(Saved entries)
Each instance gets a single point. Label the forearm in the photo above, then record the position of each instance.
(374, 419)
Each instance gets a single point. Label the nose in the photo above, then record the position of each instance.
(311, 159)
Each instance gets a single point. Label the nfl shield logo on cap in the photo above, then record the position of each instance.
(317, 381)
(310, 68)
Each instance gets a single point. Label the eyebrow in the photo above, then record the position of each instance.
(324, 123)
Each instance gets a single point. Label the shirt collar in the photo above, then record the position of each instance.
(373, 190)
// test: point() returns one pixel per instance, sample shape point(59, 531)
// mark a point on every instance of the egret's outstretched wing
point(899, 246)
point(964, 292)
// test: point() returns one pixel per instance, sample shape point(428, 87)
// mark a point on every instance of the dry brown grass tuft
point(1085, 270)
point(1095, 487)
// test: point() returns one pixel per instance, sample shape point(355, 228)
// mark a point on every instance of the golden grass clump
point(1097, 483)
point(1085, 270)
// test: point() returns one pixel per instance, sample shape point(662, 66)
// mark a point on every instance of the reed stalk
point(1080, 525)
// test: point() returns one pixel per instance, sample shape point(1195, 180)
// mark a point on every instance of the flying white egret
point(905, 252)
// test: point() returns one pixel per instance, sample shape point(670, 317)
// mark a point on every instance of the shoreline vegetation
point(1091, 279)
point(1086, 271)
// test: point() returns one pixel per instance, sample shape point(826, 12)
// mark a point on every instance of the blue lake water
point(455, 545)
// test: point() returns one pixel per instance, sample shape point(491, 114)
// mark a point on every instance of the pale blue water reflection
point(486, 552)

- [Exercise objective] After reading the lines above, reproduce them all exactly.

- [Solution to this exercise]
Each instance gets a single point. Label the forearm in the photo above, then record the position of each instance.
(374, 419)
Each instance gets a single point. Label the nose in the photo above, then record the position of each instance.
(311, 159)
Each instance gets a single point. Label the nfl shield logo on cap in the photo above, then record the position of each instance.
(317, 381)
(310, 68)
Each instance gets a single point. Label the eyebrow in the photo above, then record the position of each instance.
(324, 123)
Each instance gets a single point. Label the shirt collar in the photo above, then record the position of each instance.
(373, 190)
// test: point() returns one pixel per instance, sample shape point(59, 531)
// mark a point on every instance of the egret's outstretched wing
point(899, 246)
point(964, 292)
// test: point() returns one pixel per instance, sample shape point(428, 87)
// mark a point on every instance of the dry brown grass tuft
point(1085, 270)
point(1095, 487)
// test: point() returns one pixel per instance, sample shape point(355, 228)
// mark a point on every instance of the golden grass clump
point(1097, 483)
point(1085, 270)
// test: point() returns one pixel per instance, sample shape point(662, 66)
// mark a point on every instance of the reed stalk
point(1080, 525)
// test: point() returns one pixel per instance, sample shape point(1195, 180)
// mark a point on every instance of the flying white egret
point(905, 252)
// test: point() returns one pixel per instance, sample shape point(670, 317)
// mark a point on every instance of the shoreline vegetation
point(1091, 279)
point(1086, 271)
// test: point() returns one pixel per instance, sample shape point(826, 12)
// mark a point on every instance of the blue lake water
point(455, 545)
// test: point() returns one pixel per instance, sample shape point(491, 114)
// mark a point on every instance of the pale blue water reflection
point(486, 552)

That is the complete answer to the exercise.